[Collected data]
☆ ☆ ☆ ☆
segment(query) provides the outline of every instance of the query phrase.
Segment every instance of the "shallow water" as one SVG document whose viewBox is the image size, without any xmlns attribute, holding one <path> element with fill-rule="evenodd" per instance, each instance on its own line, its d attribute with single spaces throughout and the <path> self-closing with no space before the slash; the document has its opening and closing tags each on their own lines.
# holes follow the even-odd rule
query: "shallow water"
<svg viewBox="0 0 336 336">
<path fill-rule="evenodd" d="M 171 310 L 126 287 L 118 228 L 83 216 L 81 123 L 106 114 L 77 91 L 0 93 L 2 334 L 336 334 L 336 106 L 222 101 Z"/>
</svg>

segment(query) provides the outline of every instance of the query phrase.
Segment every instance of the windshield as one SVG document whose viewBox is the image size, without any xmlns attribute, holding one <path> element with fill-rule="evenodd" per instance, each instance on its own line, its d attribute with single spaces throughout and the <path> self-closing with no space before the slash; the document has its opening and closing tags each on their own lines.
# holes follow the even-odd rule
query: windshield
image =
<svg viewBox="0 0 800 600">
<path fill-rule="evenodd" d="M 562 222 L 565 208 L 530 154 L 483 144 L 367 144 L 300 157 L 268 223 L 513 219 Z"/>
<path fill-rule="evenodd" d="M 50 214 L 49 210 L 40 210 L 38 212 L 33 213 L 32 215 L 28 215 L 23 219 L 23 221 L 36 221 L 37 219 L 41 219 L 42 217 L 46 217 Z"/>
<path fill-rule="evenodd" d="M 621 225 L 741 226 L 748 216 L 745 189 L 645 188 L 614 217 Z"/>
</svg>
☆ ☆ ☆ ☆
Considering the records above, state how many lines contain the word "size", with nothing else in your reply.

2